## To be done
Gather every line of the items below that contains the word "ground", and copy each such line in full.

Stored records:
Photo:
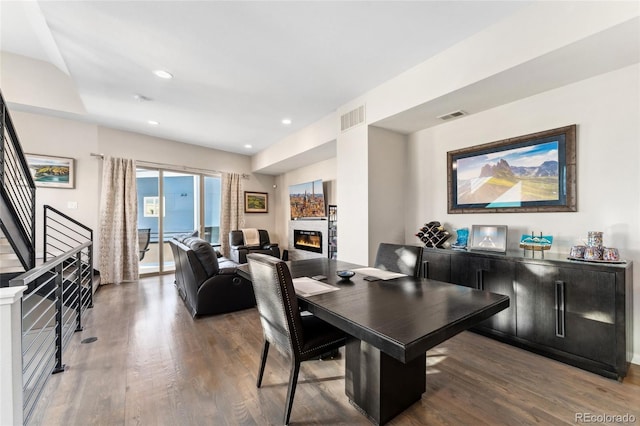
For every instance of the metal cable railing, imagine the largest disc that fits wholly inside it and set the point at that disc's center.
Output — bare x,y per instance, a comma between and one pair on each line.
17,192
58,293
62,233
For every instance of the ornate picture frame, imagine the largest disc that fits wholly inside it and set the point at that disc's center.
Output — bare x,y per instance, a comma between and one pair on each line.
256,202
51,172
530,173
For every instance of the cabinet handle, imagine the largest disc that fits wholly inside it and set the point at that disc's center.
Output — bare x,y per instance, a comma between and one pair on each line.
560,309
479,279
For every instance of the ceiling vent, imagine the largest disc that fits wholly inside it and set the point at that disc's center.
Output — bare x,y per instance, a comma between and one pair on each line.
352,118
454,114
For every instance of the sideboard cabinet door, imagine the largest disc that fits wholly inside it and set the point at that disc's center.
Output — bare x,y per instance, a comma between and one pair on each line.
437,266
569,309
494,275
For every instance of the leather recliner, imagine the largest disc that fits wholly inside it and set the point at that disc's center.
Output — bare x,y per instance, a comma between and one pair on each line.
238,250
207,284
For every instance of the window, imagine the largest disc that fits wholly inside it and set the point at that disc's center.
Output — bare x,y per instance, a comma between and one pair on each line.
189,202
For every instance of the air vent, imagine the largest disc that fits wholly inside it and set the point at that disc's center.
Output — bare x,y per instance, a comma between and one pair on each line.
352,118
454,114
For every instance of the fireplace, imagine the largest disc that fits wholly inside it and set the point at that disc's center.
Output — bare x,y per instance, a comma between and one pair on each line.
307,240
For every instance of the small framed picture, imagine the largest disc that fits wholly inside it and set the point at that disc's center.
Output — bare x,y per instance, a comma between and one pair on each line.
256,202
51,172
489,238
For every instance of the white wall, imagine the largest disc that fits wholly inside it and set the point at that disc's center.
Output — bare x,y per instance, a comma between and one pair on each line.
353,195
387,180
606,109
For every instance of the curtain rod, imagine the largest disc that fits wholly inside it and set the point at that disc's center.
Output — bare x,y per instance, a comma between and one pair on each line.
173,166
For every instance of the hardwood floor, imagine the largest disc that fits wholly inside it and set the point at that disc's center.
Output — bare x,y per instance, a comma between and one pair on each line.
154,365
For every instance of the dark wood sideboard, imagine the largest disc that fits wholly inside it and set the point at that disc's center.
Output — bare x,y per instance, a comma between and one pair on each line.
580,313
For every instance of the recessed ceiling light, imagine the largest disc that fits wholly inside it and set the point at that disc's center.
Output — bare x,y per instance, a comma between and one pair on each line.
163,74
141,98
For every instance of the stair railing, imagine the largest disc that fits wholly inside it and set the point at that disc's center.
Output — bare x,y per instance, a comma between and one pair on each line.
58,293
17,192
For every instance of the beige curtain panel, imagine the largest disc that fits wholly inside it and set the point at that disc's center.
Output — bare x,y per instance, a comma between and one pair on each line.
118,222
232,208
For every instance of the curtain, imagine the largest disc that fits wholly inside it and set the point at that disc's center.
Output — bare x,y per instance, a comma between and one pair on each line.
232,208
118,222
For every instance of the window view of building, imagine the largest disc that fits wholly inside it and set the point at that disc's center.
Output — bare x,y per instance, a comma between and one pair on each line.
190,203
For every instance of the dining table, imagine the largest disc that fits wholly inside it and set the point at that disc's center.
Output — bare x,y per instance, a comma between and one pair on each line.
391,321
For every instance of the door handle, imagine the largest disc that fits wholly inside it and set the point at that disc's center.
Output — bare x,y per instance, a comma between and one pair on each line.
480,279
560,307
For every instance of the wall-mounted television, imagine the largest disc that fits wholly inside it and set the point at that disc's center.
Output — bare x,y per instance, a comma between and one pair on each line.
306,200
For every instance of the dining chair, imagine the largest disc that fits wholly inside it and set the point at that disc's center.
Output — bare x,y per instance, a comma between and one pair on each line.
405,259
299,338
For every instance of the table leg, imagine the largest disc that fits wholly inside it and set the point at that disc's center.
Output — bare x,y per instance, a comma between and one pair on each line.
379,385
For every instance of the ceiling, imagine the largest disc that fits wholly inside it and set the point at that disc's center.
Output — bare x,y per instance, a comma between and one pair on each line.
239,67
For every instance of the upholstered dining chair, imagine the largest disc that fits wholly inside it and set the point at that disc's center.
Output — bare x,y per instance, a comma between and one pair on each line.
298,337
405,259
144,236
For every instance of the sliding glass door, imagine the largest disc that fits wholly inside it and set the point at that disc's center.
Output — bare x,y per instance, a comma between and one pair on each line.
170,204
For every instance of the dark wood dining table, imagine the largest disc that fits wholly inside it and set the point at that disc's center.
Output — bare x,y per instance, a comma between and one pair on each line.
391,325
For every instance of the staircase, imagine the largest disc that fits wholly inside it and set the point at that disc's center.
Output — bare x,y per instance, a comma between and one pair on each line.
17,196
41,306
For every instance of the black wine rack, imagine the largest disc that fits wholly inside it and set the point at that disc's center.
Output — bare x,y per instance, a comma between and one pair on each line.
433,234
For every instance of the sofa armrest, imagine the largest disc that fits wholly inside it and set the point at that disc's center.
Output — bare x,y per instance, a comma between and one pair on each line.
239,254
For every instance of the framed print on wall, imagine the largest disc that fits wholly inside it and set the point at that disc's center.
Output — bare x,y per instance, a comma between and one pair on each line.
256,202
51,172
530,173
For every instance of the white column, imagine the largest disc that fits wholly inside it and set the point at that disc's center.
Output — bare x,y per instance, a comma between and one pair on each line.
11,410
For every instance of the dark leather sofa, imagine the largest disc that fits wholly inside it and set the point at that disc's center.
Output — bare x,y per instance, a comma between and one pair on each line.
238,249
207,284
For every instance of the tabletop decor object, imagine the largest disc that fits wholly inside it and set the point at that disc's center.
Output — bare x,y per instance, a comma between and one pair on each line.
345,275
461,240
433,234
595,251
535,243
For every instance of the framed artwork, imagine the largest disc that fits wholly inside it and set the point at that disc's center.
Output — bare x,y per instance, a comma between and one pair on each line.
489,238
256,202
51,172
530,173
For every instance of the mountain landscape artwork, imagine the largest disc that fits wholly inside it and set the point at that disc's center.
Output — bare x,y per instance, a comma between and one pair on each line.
510,177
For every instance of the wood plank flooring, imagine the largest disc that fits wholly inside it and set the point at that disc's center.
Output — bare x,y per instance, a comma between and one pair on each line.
154,365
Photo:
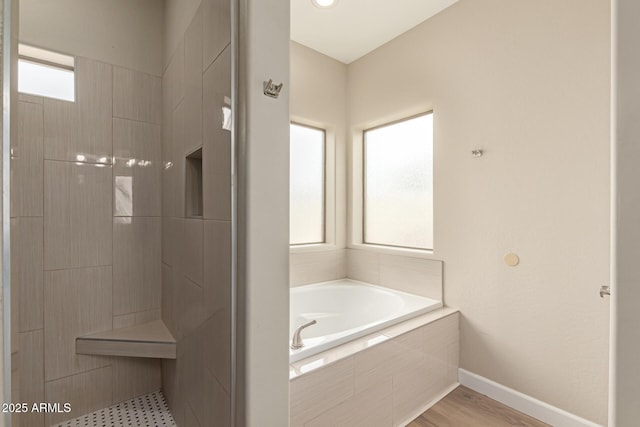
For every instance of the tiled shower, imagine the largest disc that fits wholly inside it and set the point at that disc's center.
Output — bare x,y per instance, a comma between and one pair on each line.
120,215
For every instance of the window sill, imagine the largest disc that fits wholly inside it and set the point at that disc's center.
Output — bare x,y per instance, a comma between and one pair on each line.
390,250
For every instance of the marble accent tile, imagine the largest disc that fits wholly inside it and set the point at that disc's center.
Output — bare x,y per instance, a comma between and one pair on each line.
363,266
417,276
192,251
27,271
134,376
136,264
137,96
31,377
78,215
193,84
217,266
82,131
315,267
26,162
317,392
76,302
86,392
216,18
216,152
136,149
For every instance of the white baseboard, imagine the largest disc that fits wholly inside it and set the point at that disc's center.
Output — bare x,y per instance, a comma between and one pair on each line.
521,402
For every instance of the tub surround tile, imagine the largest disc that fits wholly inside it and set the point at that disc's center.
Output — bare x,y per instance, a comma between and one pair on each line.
136,150
369,408
315,267
216,151
317,392
136,96
363,266
193,84
418,276
27,271
216,18
82,131
31,378
136,264
86,392
76,302
390,383
26,162
78,215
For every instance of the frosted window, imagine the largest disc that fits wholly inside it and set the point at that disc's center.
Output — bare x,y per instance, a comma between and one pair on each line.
46,80
398,184
306,185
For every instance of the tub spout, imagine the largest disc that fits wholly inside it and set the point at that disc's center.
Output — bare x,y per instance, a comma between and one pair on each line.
296,341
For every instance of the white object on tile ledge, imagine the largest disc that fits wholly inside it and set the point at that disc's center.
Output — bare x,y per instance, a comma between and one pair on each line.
150,410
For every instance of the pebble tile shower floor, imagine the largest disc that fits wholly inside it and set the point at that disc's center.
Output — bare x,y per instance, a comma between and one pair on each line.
150,410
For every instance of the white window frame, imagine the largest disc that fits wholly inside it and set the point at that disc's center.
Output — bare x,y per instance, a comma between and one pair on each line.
329,188
356,191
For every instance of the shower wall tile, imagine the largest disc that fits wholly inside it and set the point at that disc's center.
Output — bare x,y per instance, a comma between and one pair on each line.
134,377
78,215
31,366
216,152
27,273
137,96
193,84
216,18
86,392
175,73
192,251
363,266
136,264
82,131
137,152
217,267
178,161
315,267
418,276
76,302
133,319
23,97
26,162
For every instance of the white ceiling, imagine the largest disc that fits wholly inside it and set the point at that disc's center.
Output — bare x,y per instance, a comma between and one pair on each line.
353,28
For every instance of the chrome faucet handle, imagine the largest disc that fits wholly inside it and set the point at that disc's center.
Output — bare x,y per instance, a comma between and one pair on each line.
296,341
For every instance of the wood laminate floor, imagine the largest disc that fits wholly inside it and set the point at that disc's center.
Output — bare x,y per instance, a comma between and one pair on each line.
466,408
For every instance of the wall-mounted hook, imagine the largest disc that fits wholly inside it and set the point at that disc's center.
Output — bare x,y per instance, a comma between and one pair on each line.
272,90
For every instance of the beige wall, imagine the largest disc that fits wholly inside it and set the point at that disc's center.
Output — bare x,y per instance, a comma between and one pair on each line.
527,82
196,250
319,98
120,32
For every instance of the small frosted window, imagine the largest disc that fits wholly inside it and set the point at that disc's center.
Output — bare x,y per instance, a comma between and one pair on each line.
398,184
45,73
306,185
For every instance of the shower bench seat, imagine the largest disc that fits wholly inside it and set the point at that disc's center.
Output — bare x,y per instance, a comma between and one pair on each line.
152,340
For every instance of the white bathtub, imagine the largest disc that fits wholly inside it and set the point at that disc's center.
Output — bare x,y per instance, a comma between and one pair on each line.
347,309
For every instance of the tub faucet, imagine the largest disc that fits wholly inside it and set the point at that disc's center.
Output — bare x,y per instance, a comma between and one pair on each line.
296,341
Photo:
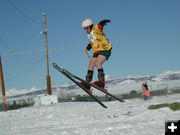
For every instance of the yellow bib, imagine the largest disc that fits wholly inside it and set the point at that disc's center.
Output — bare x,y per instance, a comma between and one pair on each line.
98,40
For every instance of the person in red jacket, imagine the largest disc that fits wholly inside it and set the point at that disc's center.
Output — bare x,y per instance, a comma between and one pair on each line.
101,47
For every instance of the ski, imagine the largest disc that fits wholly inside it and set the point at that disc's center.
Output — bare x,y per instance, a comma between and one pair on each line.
93,85
77,83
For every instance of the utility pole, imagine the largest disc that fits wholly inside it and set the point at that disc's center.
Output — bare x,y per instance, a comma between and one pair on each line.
48,78
2,87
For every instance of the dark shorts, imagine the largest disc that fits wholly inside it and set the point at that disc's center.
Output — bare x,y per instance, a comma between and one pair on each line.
105,53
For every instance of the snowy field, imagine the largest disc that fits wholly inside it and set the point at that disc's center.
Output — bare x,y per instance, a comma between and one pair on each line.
89,118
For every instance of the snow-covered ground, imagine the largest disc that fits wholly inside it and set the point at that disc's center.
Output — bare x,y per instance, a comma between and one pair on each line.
89,118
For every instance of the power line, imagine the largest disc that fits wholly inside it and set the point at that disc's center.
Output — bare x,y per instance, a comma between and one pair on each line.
22,14
12,52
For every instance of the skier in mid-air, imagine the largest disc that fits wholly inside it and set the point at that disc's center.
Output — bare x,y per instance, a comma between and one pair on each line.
101,47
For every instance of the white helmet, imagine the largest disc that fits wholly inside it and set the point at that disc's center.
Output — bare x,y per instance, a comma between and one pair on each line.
87,22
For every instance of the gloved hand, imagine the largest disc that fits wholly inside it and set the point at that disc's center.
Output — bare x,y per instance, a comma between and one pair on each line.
103,22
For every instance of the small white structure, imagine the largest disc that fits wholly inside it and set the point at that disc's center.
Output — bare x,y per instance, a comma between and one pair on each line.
44,100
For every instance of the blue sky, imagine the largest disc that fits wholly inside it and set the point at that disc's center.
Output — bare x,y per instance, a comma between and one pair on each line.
145,35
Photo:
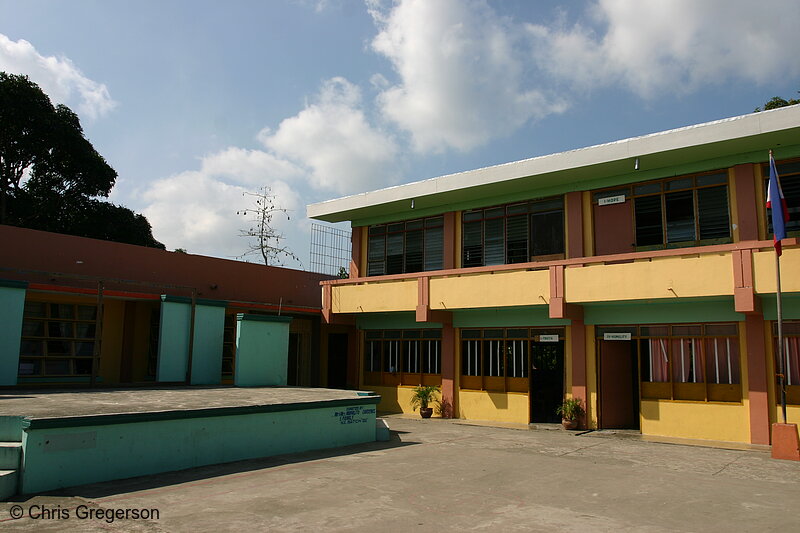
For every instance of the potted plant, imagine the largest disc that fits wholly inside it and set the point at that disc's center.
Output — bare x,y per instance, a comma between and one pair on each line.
570,410
422,397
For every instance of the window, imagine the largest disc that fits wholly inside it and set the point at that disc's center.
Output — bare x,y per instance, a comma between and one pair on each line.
498,359
689,362
791,359
403,247
57,340
684,211
229,346
516,233
403,357
789,176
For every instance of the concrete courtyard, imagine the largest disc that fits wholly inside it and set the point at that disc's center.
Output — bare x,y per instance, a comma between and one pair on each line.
441,475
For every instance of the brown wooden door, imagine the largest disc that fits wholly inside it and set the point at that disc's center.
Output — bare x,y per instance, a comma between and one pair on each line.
613,228
619,390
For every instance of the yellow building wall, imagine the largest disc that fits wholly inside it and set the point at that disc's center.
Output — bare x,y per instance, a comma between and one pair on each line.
490,290
375,297
764,271
696,420
673,277
495,406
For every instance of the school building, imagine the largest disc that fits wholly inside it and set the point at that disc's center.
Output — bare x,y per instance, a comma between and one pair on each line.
637,275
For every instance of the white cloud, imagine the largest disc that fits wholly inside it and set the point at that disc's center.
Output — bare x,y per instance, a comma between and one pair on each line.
655,47
197,209
333,138
462,73
58,77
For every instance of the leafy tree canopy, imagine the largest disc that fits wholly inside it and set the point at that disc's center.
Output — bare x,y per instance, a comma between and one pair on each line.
50,174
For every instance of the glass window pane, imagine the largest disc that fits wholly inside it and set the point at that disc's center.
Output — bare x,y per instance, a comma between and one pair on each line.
35,309
60,329
470,358
87,312
473,244
493,358
494,241
682,183
687,364
712,179
722,360
712,207
647,188
679,208
62,311
517,239
56,367
413,251
394,253
649,229
32,328
83,367
30,367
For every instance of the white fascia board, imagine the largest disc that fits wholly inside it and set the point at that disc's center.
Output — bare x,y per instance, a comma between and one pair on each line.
696,135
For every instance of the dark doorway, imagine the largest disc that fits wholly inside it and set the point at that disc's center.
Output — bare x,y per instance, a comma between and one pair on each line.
619,385
546,381
293,363
337,360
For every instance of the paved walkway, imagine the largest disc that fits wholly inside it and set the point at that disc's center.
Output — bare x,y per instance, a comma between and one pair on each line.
440,475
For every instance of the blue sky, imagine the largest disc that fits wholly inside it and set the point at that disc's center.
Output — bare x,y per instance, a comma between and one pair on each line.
196,102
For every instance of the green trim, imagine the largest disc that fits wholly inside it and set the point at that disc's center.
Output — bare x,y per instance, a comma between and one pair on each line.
399,320
687,310
80,379
197,301
13,284
528,316
130,418
262,318
599,176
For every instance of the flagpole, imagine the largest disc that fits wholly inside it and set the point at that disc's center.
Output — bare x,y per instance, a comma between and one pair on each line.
781,362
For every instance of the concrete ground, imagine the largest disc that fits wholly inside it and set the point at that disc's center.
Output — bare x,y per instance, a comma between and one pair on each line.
440,475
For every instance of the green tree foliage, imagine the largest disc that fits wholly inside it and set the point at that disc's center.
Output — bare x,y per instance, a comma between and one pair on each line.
776,102
51,176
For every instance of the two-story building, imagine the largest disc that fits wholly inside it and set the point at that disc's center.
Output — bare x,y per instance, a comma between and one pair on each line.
638,275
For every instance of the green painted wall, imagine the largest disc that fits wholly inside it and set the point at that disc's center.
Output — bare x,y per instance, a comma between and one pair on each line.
510,317
262,349
401,320
12,306
173,341
209,326
662,312
64,457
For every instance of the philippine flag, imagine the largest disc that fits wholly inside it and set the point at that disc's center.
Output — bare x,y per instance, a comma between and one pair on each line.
776,201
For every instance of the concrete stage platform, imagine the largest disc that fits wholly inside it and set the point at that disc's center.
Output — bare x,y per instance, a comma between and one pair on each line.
62,438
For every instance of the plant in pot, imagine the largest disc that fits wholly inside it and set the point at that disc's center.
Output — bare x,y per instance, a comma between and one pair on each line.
423,396
570,410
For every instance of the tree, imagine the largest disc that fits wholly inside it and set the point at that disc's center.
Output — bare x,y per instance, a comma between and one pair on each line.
776,102
50,174
268,240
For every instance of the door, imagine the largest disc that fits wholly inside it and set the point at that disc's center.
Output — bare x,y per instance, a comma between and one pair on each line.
337,361
546,381
613,228
619,385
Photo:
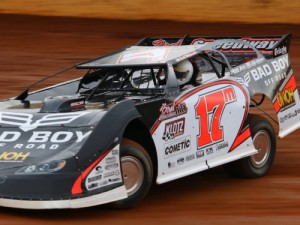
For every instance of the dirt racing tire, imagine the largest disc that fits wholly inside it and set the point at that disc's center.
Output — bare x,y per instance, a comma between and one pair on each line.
264,141
137,172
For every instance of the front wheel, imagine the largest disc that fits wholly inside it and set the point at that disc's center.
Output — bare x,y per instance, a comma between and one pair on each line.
137,171
264,141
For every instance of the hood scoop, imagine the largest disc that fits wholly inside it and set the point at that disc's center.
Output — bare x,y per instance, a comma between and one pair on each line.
60,104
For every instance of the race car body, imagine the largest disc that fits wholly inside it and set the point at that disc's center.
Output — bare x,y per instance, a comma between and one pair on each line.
161,110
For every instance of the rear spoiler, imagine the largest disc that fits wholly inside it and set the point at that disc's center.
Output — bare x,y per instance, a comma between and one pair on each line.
269,46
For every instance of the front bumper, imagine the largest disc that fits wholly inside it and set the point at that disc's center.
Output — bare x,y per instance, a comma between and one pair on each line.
97,199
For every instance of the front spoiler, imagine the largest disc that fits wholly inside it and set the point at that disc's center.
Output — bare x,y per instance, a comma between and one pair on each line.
98,199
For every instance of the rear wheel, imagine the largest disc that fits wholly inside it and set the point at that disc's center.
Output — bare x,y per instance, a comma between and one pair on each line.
137,171
264,141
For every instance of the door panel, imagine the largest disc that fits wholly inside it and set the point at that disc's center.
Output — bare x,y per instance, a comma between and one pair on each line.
201,124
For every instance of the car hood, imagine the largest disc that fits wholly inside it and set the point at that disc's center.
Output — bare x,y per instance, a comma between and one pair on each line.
28,137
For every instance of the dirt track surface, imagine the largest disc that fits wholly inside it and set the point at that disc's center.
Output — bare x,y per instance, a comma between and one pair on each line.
31,47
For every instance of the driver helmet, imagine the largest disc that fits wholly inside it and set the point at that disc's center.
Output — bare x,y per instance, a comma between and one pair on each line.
183,71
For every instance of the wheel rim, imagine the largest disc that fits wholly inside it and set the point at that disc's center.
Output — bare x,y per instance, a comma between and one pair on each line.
262,143
133,174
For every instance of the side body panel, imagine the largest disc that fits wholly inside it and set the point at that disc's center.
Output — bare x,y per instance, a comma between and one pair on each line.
275,79
202,128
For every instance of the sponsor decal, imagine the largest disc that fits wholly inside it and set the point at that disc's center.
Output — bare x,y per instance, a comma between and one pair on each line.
92,185
13,156
99,169
26,123
103,183
95,178
186,56
178,146
171,164
110,174
200,154
285,98
77,106
172,110
111,166
148,55
209,110
222,145
289,115
180,161
173,129
259,43
209,151
190,157
162,42
112,180
41,140
110,160
265,72
115,152
280,51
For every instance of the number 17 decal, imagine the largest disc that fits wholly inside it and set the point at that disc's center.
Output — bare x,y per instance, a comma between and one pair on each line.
209,109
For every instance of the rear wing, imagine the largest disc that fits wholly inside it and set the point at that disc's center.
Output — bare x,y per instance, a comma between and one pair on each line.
269,46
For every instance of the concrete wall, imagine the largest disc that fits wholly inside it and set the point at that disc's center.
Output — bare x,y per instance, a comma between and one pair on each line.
249,11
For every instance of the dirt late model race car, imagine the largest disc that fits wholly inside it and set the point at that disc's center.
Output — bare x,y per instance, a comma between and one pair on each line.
160,110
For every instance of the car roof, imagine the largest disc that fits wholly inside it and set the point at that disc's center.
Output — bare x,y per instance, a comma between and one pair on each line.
143,56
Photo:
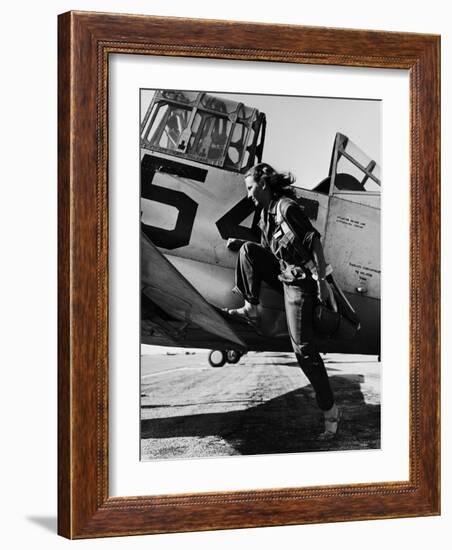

## Exercise answer
For every instance of the snow-covered ground, imagine the largest disc that fits wholly inside it and set the point at that disc's center.
For every instance of the concrete ground, imagine the largest disc that fits wholly inside it and set the point at that disc's center.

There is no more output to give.